_Zu erledigen_:
a - Beantworte anhand des Textes über Felfe:
(i) Welchen Beruf hatte Felfe?
(ii) In welcher Stadt arbeitete er für den MI6?
(iii) Welchen Decknamen trug er beim KGB?
b - Kopiere aus dem Text über Felfe alles von „Felfe war von“ bis hinunter zu „den Niederlanden stationiert.“ unverändert.

_Extrahierter Text_:
Felfe war von Beruf Feinmechaniker. 1931 trat er der Hitlerjugend und 1936 der SS bei. 1939 begann er im Reichssicherheitshauptamt als Personenschützer für prominente Parteiangehörige der NSDAP und wurde dort zum Kripo-Beamten ausgebildet. 1943 trat er in den SD (Sicherheitsdienst der SS) ein und wurde im August 1943 Leiter des Schweizreferats, wo er u. a. für die Einwechselung gefälschter Pfundnoten zuständig war. 1944 wurde er zum SS-Obersturmführer befördert und war in den Niederlanden stationiert.

Ab 1945

Bis 1946 saß Felfe in britischer Kriegsgefangenschaft. Danach war er kurze Zeit für den britischen Geheimdienst MI6 in Münster als Mitarbeiter tätig (er berichtete u. a. über kommunistische Aktivitäten an der Universität Köln[2]), wurde aber fallengelassen als die Engländer eine Doppelagententätigkeit vermuteten. Danach half er in Bonn im Bundesministerium für innerdeutsche Beziehungen bei der Befragung übergelaufener Volkspolizisten aus der DDR. Im Frühjahr 1950 ließ er sich durch den KGB anwerben (sein Deckname war „Paul“).

_Angezeigte Informationen_:
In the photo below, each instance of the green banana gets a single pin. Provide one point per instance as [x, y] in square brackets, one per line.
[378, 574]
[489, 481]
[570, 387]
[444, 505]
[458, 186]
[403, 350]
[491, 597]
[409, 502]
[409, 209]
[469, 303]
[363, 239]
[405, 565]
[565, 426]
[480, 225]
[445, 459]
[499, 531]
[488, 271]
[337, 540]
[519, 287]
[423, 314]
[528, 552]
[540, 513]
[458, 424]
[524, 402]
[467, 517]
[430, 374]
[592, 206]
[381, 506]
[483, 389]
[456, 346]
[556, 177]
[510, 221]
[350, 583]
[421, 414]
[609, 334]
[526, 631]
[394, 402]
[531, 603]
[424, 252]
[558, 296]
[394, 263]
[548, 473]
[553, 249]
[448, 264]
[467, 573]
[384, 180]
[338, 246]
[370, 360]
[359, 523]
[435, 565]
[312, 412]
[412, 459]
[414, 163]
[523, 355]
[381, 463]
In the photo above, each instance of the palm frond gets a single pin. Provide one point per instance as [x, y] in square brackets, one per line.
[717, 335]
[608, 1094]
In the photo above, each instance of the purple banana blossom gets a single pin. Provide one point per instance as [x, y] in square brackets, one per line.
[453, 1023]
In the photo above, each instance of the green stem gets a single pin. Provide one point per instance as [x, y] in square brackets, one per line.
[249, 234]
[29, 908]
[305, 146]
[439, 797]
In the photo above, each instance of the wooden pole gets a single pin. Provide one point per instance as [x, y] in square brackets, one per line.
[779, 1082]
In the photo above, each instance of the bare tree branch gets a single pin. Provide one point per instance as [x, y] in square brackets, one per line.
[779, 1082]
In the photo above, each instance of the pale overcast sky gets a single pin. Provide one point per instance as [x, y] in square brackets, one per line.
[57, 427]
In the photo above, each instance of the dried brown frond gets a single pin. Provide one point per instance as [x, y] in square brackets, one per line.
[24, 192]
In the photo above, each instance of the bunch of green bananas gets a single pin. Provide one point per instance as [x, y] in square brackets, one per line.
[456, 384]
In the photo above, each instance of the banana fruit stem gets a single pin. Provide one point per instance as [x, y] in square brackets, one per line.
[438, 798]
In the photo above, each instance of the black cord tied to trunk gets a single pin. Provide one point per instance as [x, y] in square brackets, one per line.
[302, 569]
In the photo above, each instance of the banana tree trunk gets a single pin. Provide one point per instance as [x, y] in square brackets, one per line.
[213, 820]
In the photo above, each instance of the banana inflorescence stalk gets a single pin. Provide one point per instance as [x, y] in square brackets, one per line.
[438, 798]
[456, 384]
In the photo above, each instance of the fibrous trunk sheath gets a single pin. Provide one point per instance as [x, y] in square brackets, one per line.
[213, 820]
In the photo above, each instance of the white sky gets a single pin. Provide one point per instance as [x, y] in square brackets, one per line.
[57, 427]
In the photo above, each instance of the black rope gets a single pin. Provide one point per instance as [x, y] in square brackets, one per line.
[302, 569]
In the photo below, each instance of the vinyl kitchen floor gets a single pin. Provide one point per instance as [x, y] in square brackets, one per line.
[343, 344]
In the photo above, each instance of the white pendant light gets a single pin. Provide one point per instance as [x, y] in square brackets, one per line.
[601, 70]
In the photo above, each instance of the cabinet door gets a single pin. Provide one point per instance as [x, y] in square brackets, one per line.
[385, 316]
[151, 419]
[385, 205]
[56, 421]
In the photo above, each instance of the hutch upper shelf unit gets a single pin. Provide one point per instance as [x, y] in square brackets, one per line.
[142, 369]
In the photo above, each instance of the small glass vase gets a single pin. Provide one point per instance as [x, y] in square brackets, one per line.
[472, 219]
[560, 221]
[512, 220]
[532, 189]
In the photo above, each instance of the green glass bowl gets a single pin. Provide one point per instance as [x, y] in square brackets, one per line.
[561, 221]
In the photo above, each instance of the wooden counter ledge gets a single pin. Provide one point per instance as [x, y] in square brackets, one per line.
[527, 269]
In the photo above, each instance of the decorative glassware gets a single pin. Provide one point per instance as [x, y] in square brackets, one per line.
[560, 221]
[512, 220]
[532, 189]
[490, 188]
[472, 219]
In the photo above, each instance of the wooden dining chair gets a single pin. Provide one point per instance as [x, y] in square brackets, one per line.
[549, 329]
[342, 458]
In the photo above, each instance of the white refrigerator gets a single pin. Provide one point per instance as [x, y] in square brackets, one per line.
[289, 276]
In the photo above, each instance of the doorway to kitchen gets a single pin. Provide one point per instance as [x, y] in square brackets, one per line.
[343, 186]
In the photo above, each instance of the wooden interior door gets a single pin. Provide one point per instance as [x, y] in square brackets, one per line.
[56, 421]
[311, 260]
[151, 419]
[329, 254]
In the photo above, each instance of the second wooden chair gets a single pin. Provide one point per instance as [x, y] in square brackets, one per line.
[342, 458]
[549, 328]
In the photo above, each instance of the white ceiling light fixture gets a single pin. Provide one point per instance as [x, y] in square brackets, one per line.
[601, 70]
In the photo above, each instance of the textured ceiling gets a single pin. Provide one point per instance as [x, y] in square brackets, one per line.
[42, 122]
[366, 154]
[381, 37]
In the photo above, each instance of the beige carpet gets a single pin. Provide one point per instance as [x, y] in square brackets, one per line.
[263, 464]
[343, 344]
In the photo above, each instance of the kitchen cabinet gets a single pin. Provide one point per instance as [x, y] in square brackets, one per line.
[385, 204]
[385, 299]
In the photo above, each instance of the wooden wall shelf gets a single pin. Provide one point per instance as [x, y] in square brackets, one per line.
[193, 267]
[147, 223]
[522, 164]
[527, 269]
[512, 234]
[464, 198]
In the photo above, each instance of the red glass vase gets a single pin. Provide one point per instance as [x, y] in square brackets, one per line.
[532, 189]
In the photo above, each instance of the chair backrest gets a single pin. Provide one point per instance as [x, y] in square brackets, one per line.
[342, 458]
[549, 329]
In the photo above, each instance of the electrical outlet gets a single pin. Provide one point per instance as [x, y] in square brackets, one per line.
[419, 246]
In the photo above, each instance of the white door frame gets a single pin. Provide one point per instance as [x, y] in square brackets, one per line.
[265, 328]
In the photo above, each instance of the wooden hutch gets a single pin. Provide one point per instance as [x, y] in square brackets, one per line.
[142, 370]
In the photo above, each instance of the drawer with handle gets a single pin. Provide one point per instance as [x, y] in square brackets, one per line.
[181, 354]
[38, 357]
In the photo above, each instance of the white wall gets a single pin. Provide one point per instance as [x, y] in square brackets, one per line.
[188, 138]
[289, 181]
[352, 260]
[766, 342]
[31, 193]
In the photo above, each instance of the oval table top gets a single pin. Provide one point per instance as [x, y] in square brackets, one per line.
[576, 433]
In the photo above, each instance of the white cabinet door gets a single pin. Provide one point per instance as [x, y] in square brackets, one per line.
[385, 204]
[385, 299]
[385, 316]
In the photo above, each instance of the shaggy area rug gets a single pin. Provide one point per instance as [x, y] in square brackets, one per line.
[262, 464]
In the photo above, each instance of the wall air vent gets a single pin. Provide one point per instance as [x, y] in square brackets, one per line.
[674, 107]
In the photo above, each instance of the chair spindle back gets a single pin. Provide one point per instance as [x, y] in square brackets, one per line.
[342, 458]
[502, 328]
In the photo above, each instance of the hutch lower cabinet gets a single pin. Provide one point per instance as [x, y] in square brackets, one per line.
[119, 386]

_Gegebene Antworten_:
a -
(i) Feinmechaniker
(ii) Münster
(iii) „Paul“

b -
Felfe war von Beruf Feinmechaniker. 1931 trat er der Hitlerjugend und 1936 der SS bei. 1939 begann er im Reichssicherheitshauptamt als Personenschützer für prominente Parteiangehörige der NSDAP und wurde dort zum Kripo-Beamten ausgebildet. 1943 trat er in den SD (Sicherheitsdienst der SS) ein und wurde im August 1943 Leiter des Schweizreferats, wo er u. a. für die Einwechselung gefälschter Pfundnoten zuständig war. 1944 wurde er zum SS-Obersturmführer befördert und war in den Niederlanden stationiert.